──────── Dataset extract

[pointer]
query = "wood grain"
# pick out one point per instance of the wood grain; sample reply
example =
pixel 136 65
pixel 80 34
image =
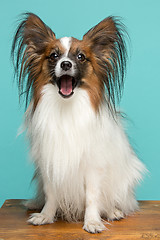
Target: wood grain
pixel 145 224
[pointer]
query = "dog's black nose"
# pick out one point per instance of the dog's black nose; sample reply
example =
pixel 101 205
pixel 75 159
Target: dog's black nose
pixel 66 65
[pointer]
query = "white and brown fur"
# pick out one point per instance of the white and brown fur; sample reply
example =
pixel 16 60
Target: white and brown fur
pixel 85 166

────────────────
──────── Dataset extract

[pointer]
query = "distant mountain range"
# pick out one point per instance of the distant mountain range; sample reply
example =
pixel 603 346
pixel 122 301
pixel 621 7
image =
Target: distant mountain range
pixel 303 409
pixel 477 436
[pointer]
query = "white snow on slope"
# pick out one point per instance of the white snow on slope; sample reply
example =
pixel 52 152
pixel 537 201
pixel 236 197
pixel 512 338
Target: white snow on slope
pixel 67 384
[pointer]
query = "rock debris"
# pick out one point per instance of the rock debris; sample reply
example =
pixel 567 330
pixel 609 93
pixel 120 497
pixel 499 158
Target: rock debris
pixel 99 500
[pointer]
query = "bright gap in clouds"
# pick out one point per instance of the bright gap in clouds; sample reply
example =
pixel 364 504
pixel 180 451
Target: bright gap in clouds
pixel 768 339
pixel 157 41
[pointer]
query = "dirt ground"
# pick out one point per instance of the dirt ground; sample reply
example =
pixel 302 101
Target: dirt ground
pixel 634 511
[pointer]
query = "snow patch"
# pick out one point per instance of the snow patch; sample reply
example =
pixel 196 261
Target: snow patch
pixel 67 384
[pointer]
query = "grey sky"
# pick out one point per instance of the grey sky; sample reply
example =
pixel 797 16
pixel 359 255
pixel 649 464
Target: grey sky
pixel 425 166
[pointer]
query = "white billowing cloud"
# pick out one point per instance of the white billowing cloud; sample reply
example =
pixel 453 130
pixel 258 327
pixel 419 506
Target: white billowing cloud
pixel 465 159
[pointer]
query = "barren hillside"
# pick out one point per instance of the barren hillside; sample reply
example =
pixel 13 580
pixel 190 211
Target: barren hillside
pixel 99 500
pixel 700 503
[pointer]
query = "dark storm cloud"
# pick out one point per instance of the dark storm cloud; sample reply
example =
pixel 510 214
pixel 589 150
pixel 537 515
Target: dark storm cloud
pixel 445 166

────────────────

Request ::
Report every line in the rows above that contains the string "grey", matching case exactly.

Answer for this exercise ::
query = "grey sky"
# pick out one point per instance of the grey sky; sample reply
Target: grey sky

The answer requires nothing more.